Excerpted passage
[Begin]
Peaky Blinders 5.01 "Black Tuesday" - Review:

Two years on from the ending of Peaky Blinders’ fourth season that resulted in the death of Tom Hardy’s Alfie Solomons and the election to office for Tommy Shelby as Birmingham MP, the series is approaching its climax. We’ve long been told by creator Steven Knight that he wants to tell the story of the characters, one family, between the space of two World Wars, and one of the main themes of this first episode – as it is always in Peaky Blinders, is the status of military and the reputation that it comes with it particularly in regards to the roles that characters who have fought in France played. Tommy offers a bonus drink to those who went to war when he marches into the regular watering hole known as The Garrison Tavern, and he also lauds his commitment to being a soldier on the frontlines to a Cavalry Officer when he commands a fundraiser, suggesting that he shot one for arriving late to help his men on the battlefield and framed him for cowardice. Whether it’s true or not we don’t know, as nearly everything that we’ve learnt about the Peaky Blinders’ wartime adventures has been told and not shown, but there’s enough passion in Cillian Murphy’s voice that we believe it as much as his latest victim of blackmail.

The personal life for Tommy is right back where things were at the beginning of season four, he may be married to Lizzie with his son Charlie in tow, but Charlie is growing older and starting to see through his comments. At the end of the episode, he tells Tommy that he’s not god. Tommy replies to himself more than anyone, not yet. Which begs the question – do his ambitions stop at just being an MP? From the start of the episode we’re shown how much Tommy has got things under control in his political and working life, blackmailing journalists and eventually having them killed when they come forth with troublesome material and interacting warmly with every man in The Garrison who all come to him with good news regardless of whether he knows it or not. In Birmingham South, the Peaky Blinders are king, but for how long? Tommy’s passionate speech is catching the interest of neighbouring politician and British fascist Oswald Mosely (Sam Claflin), who played a prominent role as leader of the British Union of Fascists in the years leading up to World War Two. Revolution is in the air once again – it’s just a question of who will be leading it. And Mosely wants a man like Tommy on his side. It’s not the first time we’ve had historical characters come into play in the series before, perhaps most notably Winston Churchill himself showed up in Season 1 and as things draw closer to World War Two, I wouldn’t be surprised to see him return at some point in the future.
[End]
Short problem a
Extract every line of the records that contains the string "bird", matching case exactly.
The Peaky Blinders review and the records have nothing to do with each other.

Records for the exercise
[Begin]
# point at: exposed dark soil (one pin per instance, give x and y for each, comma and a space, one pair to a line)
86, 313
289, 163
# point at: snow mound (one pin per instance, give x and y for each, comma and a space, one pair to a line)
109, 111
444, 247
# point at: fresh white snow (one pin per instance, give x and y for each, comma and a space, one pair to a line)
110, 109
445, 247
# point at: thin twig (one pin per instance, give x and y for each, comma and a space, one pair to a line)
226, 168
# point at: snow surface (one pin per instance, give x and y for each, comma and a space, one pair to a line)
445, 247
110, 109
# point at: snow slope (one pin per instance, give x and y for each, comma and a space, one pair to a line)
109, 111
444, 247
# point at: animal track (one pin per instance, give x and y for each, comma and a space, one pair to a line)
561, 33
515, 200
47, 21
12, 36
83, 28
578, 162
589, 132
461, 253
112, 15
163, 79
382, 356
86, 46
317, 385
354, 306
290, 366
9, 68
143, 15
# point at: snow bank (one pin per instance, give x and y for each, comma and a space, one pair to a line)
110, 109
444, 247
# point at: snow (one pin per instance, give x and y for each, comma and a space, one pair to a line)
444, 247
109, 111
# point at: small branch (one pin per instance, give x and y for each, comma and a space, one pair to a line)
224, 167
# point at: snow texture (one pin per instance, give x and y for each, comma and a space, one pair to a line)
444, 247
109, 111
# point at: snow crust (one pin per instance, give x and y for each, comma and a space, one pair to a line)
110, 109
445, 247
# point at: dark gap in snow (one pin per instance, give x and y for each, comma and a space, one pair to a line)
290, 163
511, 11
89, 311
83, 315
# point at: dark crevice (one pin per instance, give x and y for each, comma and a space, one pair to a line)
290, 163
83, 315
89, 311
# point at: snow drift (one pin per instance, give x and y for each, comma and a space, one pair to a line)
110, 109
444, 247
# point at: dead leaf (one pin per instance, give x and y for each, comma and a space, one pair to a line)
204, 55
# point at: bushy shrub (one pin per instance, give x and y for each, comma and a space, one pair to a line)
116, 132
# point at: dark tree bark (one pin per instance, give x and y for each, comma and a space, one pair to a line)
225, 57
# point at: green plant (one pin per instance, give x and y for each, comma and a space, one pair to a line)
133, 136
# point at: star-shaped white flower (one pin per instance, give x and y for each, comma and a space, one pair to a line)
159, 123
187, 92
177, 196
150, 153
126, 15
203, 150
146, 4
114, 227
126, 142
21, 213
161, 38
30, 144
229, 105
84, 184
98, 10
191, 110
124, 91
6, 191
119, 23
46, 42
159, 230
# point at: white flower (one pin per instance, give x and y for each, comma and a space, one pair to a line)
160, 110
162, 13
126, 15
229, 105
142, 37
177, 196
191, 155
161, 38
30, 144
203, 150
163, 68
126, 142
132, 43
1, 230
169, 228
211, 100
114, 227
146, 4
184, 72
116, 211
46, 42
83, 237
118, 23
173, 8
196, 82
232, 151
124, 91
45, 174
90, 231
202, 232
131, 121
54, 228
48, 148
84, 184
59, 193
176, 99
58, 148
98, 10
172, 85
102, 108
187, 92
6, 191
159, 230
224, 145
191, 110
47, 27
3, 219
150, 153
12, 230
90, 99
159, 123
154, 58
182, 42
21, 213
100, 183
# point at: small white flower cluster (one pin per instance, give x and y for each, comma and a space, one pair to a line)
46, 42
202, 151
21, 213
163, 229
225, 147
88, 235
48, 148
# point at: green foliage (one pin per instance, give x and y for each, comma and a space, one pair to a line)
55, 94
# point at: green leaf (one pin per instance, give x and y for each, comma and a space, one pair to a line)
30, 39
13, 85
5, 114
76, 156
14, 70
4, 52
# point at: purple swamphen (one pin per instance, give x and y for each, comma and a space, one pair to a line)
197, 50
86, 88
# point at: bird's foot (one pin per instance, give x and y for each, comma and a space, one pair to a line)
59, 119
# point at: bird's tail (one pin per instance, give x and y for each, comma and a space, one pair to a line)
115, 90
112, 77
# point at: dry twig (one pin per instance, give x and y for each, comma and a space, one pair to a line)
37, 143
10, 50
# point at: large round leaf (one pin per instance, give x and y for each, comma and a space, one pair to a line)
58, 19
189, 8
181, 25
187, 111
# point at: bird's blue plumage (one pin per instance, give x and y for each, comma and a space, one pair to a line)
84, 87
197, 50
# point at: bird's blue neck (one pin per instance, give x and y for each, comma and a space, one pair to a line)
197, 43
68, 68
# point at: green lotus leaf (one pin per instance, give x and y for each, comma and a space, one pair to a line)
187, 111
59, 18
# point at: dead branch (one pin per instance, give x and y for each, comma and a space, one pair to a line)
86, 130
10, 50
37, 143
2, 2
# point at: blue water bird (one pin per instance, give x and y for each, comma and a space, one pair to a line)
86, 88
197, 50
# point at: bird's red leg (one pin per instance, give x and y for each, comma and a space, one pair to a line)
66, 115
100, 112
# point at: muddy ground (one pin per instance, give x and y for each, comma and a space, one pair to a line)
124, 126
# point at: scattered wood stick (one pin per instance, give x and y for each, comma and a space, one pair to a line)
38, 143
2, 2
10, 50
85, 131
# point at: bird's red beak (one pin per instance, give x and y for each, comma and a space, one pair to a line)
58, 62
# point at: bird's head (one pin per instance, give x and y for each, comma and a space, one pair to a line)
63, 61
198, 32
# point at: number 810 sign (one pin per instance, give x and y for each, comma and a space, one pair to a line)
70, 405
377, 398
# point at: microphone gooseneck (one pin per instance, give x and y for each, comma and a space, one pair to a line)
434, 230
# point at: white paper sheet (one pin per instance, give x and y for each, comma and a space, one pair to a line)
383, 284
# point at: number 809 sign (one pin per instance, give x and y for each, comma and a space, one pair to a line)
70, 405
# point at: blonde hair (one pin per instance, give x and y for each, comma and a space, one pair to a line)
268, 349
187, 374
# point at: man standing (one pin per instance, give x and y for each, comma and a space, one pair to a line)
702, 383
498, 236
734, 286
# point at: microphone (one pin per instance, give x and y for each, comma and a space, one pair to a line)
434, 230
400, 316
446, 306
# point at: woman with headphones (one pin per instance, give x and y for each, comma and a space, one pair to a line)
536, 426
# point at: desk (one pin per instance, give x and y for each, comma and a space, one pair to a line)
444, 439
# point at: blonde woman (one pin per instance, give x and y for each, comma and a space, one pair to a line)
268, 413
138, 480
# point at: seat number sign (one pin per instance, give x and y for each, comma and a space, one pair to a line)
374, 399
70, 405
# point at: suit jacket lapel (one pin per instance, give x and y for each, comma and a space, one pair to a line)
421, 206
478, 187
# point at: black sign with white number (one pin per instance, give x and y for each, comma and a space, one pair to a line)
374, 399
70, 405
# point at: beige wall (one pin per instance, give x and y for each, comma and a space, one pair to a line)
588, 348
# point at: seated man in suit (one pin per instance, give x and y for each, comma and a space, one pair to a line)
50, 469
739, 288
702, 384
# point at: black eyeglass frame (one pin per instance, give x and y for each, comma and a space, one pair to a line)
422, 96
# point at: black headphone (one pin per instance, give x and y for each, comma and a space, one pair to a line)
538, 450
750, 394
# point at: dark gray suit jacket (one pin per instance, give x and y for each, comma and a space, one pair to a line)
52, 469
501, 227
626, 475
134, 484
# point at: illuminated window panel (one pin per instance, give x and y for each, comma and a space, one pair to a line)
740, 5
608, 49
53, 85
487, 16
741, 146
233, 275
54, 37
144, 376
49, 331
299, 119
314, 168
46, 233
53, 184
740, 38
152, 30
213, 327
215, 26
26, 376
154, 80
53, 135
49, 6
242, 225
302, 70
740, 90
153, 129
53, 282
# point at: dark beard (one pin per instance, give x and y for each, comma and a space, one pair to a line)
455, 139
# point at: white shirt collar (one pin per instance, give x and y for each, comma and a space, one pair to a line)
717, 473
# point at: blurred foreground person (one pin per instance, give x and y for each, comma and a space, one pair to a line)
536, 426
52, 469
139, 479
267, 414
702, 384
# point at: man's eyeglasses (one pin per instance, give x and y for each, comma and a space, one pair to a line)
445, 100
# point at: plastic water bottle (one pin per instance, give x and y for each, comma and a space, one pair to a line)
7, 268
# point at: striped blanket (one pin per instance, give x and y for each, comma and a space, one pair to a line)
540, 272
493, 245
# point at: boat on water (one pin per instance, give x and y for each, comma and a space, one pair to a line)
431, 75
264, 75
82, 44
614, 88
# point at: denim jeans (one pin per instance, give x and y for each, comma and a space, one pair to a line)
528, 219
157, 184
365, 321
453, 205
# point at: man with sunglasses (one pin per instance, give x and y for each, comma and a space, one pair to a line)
[End]
Short problem b
Carry on the Peaky Blinders review from its last sentence.

Written answer a
# point at: bird's foot (one pin per instance, give x and y for each, comma and a space, one pair to a line)
# point at: bird's tail (one pin per instance, give x and y for each, comma and a space, one pair to a line)
# point at: bird's blue plumage (one pin per instance, give x and y for each, comma and a space, one pair to a line)
# point at: bird's blue neck (one pin per instance, give x and y for each, comma and a space, one pair to a line)
# point at: blue water bird (one pin per instance, give x and y for each, comma and a space, one pair to a line)
# point at: bird's red leg (one pin per instance, give x and y for each, comma and a space, one pair to a line)
# point at: bird's red beak (one pin per instance, give x and y for each, comma and a space, one pair to a line)
# point at: bird's head (one pin per instance, give x and y for each, comma and a space, one pair to a line)

Written answer b
Arthur is in charge of Shelby Company Limited running t against the wishes of Linda whilst Michael oversees the American counterpart following their expansion overseas, with the Shelbys keeping things in house. Whilst Tommy can see the Wall Street Crash happening, Michael isn’t as smart as he is – and is unable to sell the shares in advance spending his days stateside baked in excess debauchery. Consequences this means, must be dished out his way – and it’s time for Michael to return to Small Heath. The series’ trademark slow-mo walks are always a delight and seeing the gang walk to the Garrison never gets old. But the slow-mo walks don't mask the characters and their troubles – Finn is trying too hard to be a Peaky Blinder and ends up getting shot in the arm as a result of his over-commitment, and Ada is pregnant with an army colonel from last season unknowingly being the father.

One of the most anticipated additions to the cast this season was the incredibly talented Anya Taylor-Joy who put in a brilliant performance in David Eggers’ 2015 horror movie The Witch and then again in M. Night Shyamalan’s Split and although she plays a minor role here in this first episode, there’s plenty of potential for her character as the series progresses, because Black Tuesday, to nobody’s surprise, felt very much like a stage setting episode reminding us – like so many series premieres tend to do, where the characters are and after a long break between seasons that is a welcome refresher. We know what all the characters arc’s are going to be from the start of the season and we know what their stakes are. There isn’t much at this point to convince us that the series is moving away from its largely formulaic structure of seeing the Peaky Blinders pushed to their limit and Tommy pulling a rabbit out of the hat at the last minute to save the day – but with the sense of a ticking clock we could have heightened agency as although this series has been renewed for a season six, I wouldn’t be surprised if season five were to have a major defining moment, because how do you top the death of killing off a character played by an actor as good as Tom Hardy? Alfie Solomons was easily one of the strongest characters in the supporting cast and whether Aberama Gold is capable of matching that brilliance of Alfie even if he is certainly capable of doing so should the script allow, and there are certainly signs of that happening in the next episode. But at least, as requested, Cyril the dog has a new home (Cyril lives!), and Polly is given plenty of drama material to do this episode, getting to spend time in Monte Carlo with a fling.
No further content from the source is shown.